▶ _Excerpted passage_
::::
Prime Minister Boris Johnson announced a national lockdown as he warned the NHS could be overwhelmed in the next three weeks.
The decision follows a rapid rise in infections, hospital admissions and case rates across the country, and our hospitals are now under more pressure than they have been at any other point throughout the pandemic.
The jump in cases has been attributed to the new variant of Covid-19, which scientists say is between 50 and 70% more transmissible than the original strain.
On 4 January, there were 26,626 Covid patients in hospital in England, an increase of over 30% in one week, and the April 2020 hospital admissions peak has now been surpassed by 40%.
The case rate in England up to 29 December was 478.5 per 100,000, three times higher than on 1 December when the case rate was 151.3.
On 3 January, 454 deaths were reported, with 4,228 over the last 7 days – a 24% increase on the previous seven days.
Four UK Chief Medical Officers have advised that the Covid threat level should move from level four to level five, indicating that if action is not taken NHS capacity may be overwhelmed within 21 days.
Mr Johnson said: “The weeks ahead will be the hardest yet but I really do believe that we are entering the last phase of the struggle.
“Because with every jab that goes into our arms, we are tilting the odds against Covid and in favour of the British people.
“And, thanks to the miracle of science, not only is the end in sight and we know exactly how we will get there.
::::
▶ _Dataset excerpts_
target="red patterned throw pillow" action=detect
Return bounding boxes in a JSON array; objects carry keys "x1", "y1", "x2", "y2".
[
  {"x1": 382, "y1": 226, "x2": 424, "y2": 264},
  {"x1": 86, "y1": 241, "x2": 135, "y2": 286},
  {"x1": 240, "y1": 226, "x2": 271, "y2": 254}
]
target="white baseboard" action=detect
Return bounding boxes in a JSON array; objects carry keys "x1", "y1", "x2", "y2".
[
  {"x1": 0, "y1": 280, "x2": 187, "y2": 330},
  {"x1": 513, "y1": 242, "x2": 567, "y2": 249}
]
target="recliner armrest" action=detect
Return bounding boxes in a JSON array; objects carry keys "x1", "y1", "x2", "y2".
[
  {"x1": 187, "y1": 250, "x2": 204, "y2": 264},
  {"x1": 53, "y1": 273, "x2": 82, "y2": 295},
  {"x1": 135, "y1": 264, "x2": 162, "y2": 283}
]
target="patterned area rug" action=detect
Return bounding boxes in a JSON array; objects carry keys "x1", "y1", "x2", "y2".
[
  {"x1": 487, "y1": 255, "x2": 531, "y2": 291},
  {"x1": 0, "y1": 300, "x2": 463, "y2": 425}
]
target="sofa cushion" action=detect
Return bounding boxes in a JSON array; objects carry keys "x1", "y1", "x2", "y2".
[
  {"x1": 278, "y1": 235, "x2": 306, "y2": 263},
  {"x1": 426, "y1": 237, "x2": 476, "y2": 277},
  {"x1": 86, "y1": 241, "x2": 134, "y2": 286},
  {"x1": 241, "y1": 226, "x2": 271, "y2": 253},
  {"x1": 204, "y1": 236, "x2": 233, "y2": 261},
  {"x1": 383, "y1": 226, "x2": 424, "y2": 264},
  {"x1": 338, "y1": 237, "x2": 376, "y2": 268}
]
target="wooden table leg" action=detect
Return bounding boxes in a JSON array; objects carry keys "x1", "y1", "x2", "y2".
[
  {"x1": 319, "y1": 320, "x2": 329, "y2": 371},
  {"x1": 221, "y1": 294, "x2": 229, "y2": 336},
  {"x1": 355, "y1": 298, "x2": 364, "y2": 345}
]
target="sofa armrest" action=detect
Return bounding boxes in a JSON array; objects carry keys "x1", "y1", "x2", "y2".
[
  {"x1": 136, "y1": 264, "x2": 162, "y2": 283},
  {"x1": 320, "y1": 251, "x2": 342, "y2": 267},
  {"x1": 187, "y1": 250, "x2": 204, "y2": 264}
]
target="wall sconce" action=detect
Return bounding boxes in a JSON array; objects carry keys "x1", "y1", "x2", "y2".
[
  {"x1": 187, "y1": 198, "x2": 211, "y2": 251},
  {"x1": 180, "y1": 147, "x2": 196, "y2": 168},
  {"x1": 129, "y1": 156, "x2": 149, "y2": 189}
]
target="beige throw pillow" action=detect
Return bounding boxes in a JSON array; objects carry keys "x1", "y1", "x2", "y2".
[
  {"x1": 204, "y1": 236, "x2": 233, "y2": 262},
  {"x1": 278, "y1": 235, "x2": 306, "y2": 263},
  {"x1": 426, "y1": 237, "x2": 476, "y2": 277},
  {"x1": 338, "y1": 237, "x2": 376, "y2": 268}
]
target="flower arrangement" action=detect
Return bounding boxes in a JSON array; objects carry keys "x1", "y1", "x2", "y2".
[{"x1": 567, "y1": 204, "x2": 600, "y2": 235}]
::::
Write out everything in the lockdown article from "On 3 January, 454" down to "the British people.". Work only from the lockdown article, not the items.

On 3 January, 454 deaths were reported, with 4,228 over the last 7 days – a 24% increase on the previous seven days.
Four UK Chief Medical Officers have advised that the Covid threat level should move from level four to level five, indicating that if action is not taken NHS capacity may be overwhelmed within 21 days.
Mr Johnson said: “The weeks ahead will be the hardest yet but I really do believe that we are entering the last phase of the struggle.
“Because with every jab that goes into our arms, we are tilting the odds against Covid and in favour of the British people.